Provided passage:
☆ ☆ ☆
Here we will print the first combination that we get.

For example

Input :

arr[]={10, 4, 2, 3, 5} and X = 15

Output : 

10, 2, 3

Algorithm 1

Time complexity : O(n^3)

Generating all the triplets and comparing the sum to the given value. Below algorithm contains three loops.

1. First sort the input array
2. Fix the first element as arr[i], where i ranges from 0 to N-2
a. After Fixing the first element, fix the second element as arr[j], where j is ranges from  i+1 to N-1
b. After fixing the second element, fix the third element as arr[k], where k ranges from j+1 to N
Find the sum, arr[i] + arr[j] + arr[k]
if the Triplet sum is equal to the value X, print the three elements

C++ Program

#include <bits/stdc++.h>
using namespace std;

int main()
☆ ☆ ☆
Your objective: Reproduce the passage above on finding a triplet that sums to a given value, word for word and in full.

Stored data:
☆ ☆ ☆
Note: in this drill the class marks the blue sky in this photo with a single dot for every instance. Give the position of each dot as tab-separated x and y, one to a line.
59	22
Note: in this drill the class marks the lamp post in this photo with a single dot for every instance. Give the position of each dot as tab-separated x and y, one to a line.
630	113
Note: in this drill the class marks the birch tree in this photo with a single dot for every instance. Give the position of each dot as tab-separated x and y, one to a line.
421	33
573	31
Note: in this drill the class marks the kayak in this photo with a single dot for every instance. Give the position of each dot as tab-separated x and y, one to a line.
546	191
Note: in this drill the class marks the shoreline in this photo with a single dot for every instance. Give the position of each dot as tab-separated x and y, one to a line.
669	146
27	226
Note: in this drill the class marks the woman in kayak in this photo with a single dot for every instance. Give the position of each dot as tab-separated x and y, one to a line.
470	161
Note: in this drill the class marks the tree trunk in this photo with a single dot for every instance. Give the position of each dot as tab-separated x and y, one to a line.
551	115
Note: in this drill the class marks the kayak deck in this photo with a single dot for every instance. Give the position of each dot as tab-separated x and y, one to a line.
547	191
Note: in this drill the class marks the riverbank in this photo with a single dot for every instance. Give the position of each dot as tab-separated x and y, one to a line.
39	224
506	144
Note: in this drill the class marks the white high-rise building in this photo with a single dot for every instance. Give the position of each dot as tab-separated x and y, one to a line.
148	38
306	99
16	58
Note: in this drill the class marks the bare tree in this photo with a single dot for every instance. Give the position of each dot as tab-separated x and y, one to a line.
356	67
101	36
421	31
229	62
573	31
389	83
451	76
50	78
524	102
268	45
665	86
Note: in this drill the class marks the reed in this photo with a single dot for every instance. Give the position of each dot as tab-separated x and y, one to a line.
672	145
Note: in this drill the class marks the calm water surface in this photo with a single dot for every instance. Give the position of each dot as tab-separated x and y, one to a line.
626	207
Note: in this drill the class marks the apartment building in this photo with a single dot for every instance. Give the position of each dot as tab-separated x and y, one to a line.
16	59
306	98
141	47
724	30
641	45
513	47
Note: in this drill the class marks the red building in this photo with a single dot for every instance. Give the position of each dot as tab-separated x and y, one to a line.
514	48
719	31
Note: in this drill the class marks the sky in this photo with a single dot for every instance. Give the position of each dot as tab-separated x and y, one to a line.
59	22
☆ ☆ ☆
Output:
Here we will print the first combination that we get.

For example

Input :

arr[]={10, 4, 2, 3, 5} and X = 15

Output : 

10, 2, 3

Algorithm 1

Time complexity : O(n^3)

Generating all the triplets and comparing the sum to the given value. Below algorithm contains three loops.

1. First sort the input array
2. Fix the first element as arr[i], where i ranges from 0 to N-2
a. After Fixing the first element, fix the second element as arr[j], where j is ranges from  i+1 to N-1
b. After fixing the second element, fix the third element as arr[k], where k ranges from j+1 to N
Find the sum, arr[i] + arr[j] + arr[k]
if the Triplet sum is equal to the value X, print the three elements

C++ Program

#include <bits/stdc++.h>
using namespace std;

int main()